═════ Ausgangstext

Hyung, Min-Woo – Priest – Band 1

Zombie-Horror im Wilden Westen; verkaufte Seelen, Banditen, düstere Gestalten und noch finstere Geheimnisse – dies sind die Themen der neuen Manhwa-Serie „Priest“ von Min-Woo Hyung, der hier sowohl das Skript als auch die Zeichnungen beigesteuert hat. Hyung outete sich bereits vorzeitig als großer Fan des klassischen Italo-Western und hat dessen coole Charaktere auch mit in seine neue Story einfließen lassen. Dazu fügt er die üblichen Elemente des Gothic-Horror, dies aber in einer intelligent inszenierten Geschichte mit zahlreichen Wendungen und einigen Überraschungen. Die Hauptfiguren von „Priest“ sind dabei alle an ein Schicksal gebunden, bei dem durchaus Parallelen zu erkennen sind. So hat es sich der junge Priester Ivan Isaacs, gleichzeitig der Hauptdarsteller dieser Reihe, zur Aufgabe gemacht, den Tod seiner Freundin Gena zu rächen. Zu diesem Zweck hat er seine Seele dem Dämonen Belial verkauft, um so die Chance auf ein zweites Leben zu bekommen.

══════════

• **Aufgaben**:
**A)** Zähle alle Themen auf, die der Ausgangstext im ersten Satz für die Serie „Priest“ nennt.
**B)** Stimmen diese Aussagen mit dem Ausgangstext überein? Antworte jeweils mit Ja oder Nein und belege es mit dem entscheidenden Wortlaut.
(i) Min-Woo Hyung hat für „Priest“ nur die Zeichnungen angefertigt.
(ii) Ivan Isaacs will den Tod seiner Freundin Gena rächen.
(iii) Ivan Isaacs hat seine Seele dem Dämonen Belial verkauft.

═════ Bereitgestellte Angaben

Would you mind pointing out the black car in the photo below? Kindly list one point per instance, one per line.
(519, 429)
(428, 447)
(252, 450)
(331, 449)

══════════
═════ Bereitgestellte Angaben

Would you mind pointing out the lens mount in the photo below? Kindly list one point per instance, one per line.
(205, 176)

══════════
═════ Bereitgestellte Angaben

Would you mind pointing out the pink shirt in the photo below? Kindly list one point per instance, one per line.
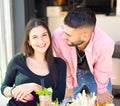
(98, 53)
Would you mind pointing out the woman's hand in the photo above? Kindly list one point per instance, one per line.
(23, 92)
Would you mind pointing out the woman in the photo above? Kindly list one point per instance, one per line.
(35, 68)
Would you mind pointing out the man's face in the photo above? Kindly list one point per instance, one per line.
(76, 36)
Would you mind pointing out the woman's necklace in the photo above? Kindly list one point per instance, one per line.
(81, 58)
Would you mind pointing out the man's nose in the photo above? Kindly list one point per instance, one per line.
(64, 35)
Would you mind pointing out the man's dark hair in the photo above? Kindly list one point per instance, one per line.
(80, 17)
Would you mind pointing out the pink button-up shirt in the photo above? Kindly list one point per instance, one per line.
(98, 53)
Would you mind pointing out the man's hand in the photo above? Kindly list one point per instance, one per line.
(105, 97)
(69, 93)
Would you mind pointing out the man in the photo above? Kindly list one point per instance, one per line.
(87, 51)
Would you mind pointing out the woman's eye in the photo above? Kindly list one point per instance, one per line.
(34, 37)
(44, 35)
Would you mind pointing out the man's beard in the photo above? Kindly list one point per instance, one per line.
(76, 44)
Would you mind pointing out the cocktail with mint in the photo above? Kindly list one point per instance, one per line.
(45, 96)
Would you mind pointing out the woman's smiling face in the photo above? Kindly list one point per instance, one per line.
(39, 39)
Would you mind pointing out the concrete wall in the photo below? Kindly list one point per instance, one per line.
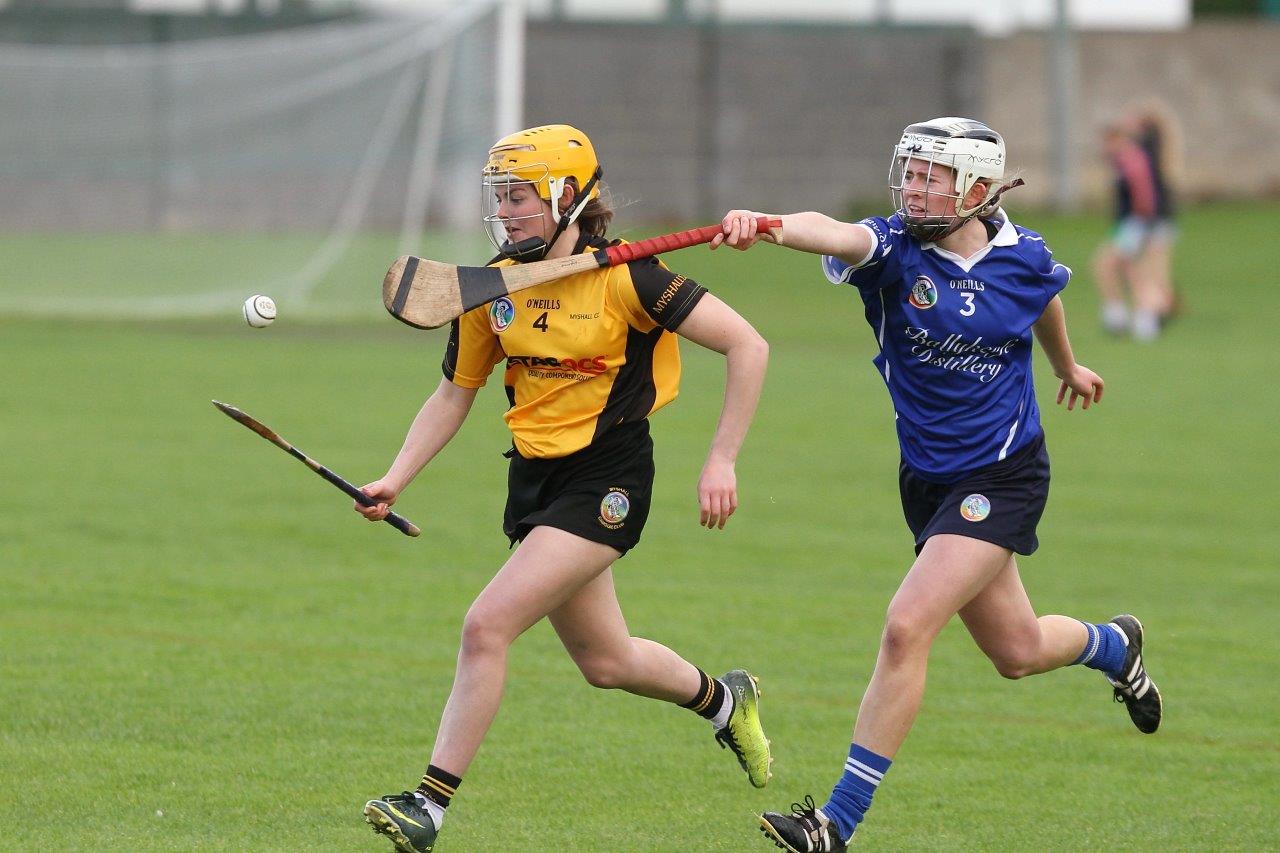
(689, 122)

══════════

• **Lösungen**:
**A)** Zombie-Horror im Wilden Westen, verkaufte Seelen, Banditen, düstere Gestalten, finstere Geheimnisse

**B)**
(i) Nein: „der hier sowohl das Skript als auch die Zeichnungen beigesteuert hat“
(ii) Ja: „den Tod seiner Freundin Gena zu rächen“
(iii) Ja: „hat er seine Seele dem Dämonen Belial verkauft“